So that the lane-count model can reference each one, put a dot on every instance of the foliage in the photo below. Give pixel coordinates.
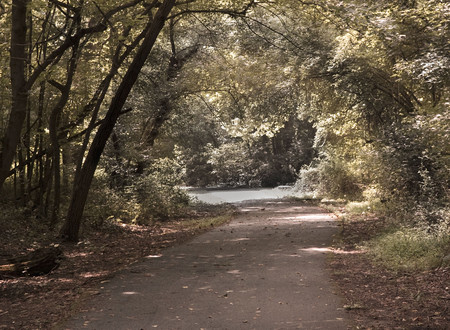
(410, 249)
(329, 178)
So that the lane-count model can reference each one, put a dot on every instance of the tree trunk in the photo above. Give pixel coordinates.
(82, 185)
(39, 262)
(19, 92)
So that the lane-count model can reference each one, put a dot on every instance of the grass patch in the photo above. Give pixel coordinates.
(409, 249)
(207, 222)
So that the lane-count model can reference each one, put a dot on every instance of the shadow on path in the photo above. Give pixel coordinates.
(264, 270)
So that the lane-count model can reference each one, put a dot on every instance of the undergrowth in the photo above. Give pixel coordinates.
(409, 249)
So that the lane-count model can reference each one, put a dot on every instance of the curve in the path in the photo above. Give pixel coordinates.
(264, 270)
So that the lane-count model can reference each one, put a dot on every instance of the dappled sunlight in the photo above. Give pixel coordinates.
(238, 239)
(319, 217)
(331, 250)
(130, 293)
(316, 249)
(94, 274)
(153, 256)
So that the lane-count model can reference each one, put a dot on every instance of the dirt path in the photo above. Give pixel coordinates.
(264, 270)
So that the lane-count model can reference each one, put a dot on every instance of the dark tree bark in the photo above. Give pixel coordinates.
(70, 230)
(19, 91)
(39, 262)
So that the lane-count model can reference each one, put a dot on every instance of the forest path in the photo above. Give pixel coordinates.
(264, 270)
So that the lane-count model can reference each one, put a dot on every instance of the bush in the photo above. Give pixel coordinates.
(410, 249)
(148, 197)
(329, 178)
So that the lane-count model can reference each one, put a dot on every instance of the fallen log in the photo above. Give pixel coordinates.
(39, 262)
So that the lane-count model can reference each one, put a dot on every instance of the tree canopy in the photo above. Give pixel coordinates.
(350, 97)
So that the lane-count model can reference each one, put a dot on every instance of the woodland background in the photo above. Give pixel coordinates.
(106, 108)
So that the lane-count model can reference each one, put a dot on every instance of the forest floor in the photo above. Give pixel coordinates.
(378, 298)
(375, 297)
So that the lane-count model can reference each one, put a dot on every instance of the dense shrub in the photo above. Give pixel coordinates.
(329, 178)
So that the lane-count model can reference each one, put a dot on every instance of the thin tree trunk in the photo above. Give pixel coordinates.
(19, 92)
(82, 185)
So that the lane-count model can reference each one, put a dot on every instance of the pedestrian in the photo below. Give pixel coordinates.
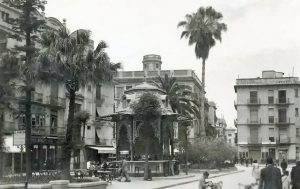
(295, 176)
(124, 171)
(283, 166)
(251, 160)
(256, 171)
(202, 182)
(270, 176)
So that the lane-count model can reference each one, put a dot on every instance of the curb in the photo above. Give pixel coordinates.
(196, 180)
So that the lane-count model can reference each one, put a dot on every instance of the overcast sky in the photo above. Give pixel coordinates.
(262, 35)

* * * *

- _Task to complete_: Starting at the line containing "bush in the photo above. Give pixel coordinates." and ending at the last line of the data, write every line out again, requests included. Multiply each coordinate in the answers by 2.2, round it to a whole number with halves going up, and leave out the pictures.

- _Exercise result_:
So that the lane-count model can reference each one, put a dot on every instance of the bush in the photo above. Give pixel coordinates.
(902, 548)
(326, 433)
(724, 392)
So that the lane-count model can reference each one, put a dot on every instance of the fallen log in the photo above. Give pixel coordinates.
(86, 576)
So that the lane-count model can reference each one, put a dot on every instance of the tree canopy in the photo above. Give pixel coordinates.
(770, 213)
So that the lane-count model can reference each one, put a dot on every instance of the woodland background in the photo above. Give pixel coordinates.
(233, 238)
So that the lane-count model can reference each one, put a dot on every instance of the forest floor in the photo above. Give pixel coordinates.
(832, 656)
(825, 653)
So that the lane-count model can reference each one, put a dot on every instance of the dense shrub in the photo above. Give pixel coordinates.
(724, 392)
So that the lane-count model can reference each one, put a dot on every instance of the thin tree trunk in the photo above. Give pixel coordinates.
(42, 202)
(180, 407)
So that the lane-count model can reference each one, put a dot on every instance of the pedestrian in the photo below. Give pixel coordinates.
(649, 387)
(273, 376)
(623, 365)
(552, 352)
(563, 376)
(444, 400)
(594, 387)
So that the lane-count model can reference each one, put a dot on every instance of the curb in the photo above. Give pixel coordinates.
(431, 396)
So that the lane-count model can reference each one, put a dot on every instance of the overcast sky in the photo above. Give pixel coordinates.
(576, 77)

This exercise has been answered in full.